• Korte opdracht 1:
Neem uit de passage over de wijziging van de Tabaks- en rookwarenwet letterlijk het gedeelte over dat begint bij "De tekst van" en doorloopt tot en met "regeling eisen te stellen aan het uiterlijk van sigaretten.".

-------- Geciteerde passage

Blijkens de mededeling van de Directeur van Uw Kabinet van 9 september 2020, no. 2020001844,
machtigde Uwe Majesteit de Afdeling advisering van de Raad van State haar advies inzake
het bovenvermelde voorstel van wet rechtstreeks aan mij te doen toekomen. Dit advies,
gedateerd 28 oktober 2020, no. W13.20.0327/III, bied ik U hierbij aan.
De tekst van het advies treft U hieronder aan, voorzien van mijn reactie.
Bij Kabinetsmissive van 9 september 2020, no. 2020001844, heeft Uwe Majesteit, op
voordracht van de Staatssecretaris van Volksgezondheid, Welzijn en Sport, bij de Afdeling
advisering van de Raad van State ter overweging aanhangig gemaakt het voorstel van
wet tot wijziging van de Tabaks- en rookwarenwet ter regeling van elektronische verhittingsapparaten
voor tabaksproducten en in verband met de invoering van eisen aan het uiterlijk van
sigaretten, met memorie van toelichting.
Het wetsvoorstel geeft uitvoering aan twee punten uit het Nationaal Preventieakkoord.2 Het stelt strengere eisen aan het in de handel brengen en de verkoop van elektronische
apparaten waarmee tabak kan worden verhit. Daarnaast bevat het voorstel een delegatiegrondslag
om bij ministeriële regeling eisen te stellen aan het uiterlijk van sigaretten.
De Afdeling advisering van de Raad van State maakt een opmerking over de verhouding
tussen dit voorstel en het wietexperiment. Daarnaast adviseert zij de toelichting
aan te vullen. Dit betreft de weergave van onderzoeksresultaten en onderbouwing van
de noodzaak om een nieuwe delegatiegrondslag op te nemen inzake het uiterlijk van
sigaretten. In verband daarmee is aanpassing wenselijk van de toelichting en zo nodig
van het wetsvoorstel.
1. Inhoud van het wetsvoorstel
Het wetsvoorstel brengt elektronische apparaten waarmee tabak kan worden verhit onder
het toepassingsbereik van de tabaks- en rookwarenregelgeving.3 Hierdoor gaan strengere eisen gelden voor met name het in de handel brengen en de
verkoop van deze apparaten. Zo worden onder meer verpakkingseisen, het reclameverbod
en verkoopbeperkingen van toepassing op deze apparaten en op onderdelen ervan.4 Op de tabak die met elektronische verhittingsapparaten wordt verhit zijn deze regels
reeds van toepassing. Zo gelden de wettelijke rookverboden bijvoorbeeld ook voor het
gebruik van verhitte tabak en gelden verkooprestricties al voor de verkoop van dergelijke
tabaksproducten.5 Tevens bevat het wetsvoorstel een delegatiegrondslag om bij ministeriële regeling,
in het belang van de volksgezondheid, eisen te stellen aan het uiterlijk van sigaretten.6 De eisen kunnen onder andere betrekking hebben op de kleuren en vorm van het product.

----------------
-------- Geëxtraheerd materiaal

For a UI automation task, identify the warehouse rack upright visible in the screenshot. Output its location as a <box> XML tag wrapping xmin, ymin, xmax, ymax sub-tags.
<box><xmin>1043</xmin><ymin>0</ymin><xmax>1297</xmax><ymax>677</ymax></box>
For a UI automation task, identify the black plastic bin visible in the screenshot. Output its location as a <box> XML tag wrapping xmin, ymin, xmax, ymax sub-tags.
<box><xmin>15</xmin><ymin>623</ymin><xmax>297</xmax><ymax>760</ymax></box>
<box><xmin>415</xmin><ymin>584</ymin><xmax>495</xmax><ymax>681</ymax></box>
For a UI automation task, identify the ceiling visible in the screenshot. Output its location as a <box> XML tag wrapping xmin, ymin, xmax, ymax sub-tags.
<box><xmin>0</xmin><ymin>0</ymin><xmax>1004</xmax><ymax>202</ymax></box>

----------------

• Korte opdracht 2:
Herhaal letterlijk de rijen van de detectievoorbeelden, beginnend bij de regel met "For a UI automation task, identify the ceiling" en doorlopend tot en met het einde van die rijen, en geef alleen deze regels weer.

• Definitief antwoord 1:
De tekst van het advies treft U hieronder aan, voorzien van mijn reactie.
Bij Kabinetsmissive van 9 september 2020, no. 2020001844, heeft Uwe Majesteit, op
voordracht van de Staatssecretaris van Volksgezondheid, Welzijn en Sport, bij de Afdeling
advisering van de Raad van State ter overweging aanhangig gemaakt het voorstel van
wet tot wijziging van de Tabaks- en rookwarenwet ter regeling van elektronische verhittingsapparaten
voor tabaksproducten en in verband met de invoering van eisen aan het uiterlijk van
sigaretten, met memorie van toelichting.
Het wetsvoorstel geeft uitvoering aan twee punten uit het Nationaal Preventieakkoord.2 Het stelt strengere eisen aan het in de handel brengen en de verkoop van elektronische
apparaten waarmee tabak kan worden verhit. Daarnaast bevat het voorstel een delegatiegrondslag
om bij ministeriële regeling eisen te stellen aan het uiterlijk van sigaretten.

• Definitief antwoord 2:
For a UI automation task, identify the ceiling visible in the screenshot. Output its location as a <box> XML tag wrapping xmin, ymin, xmax, ymax sub-tags.
<box><xmin>0</xmin><ymin>0</ymin><xmax>1004</xmax><ymax>202</ymax></box>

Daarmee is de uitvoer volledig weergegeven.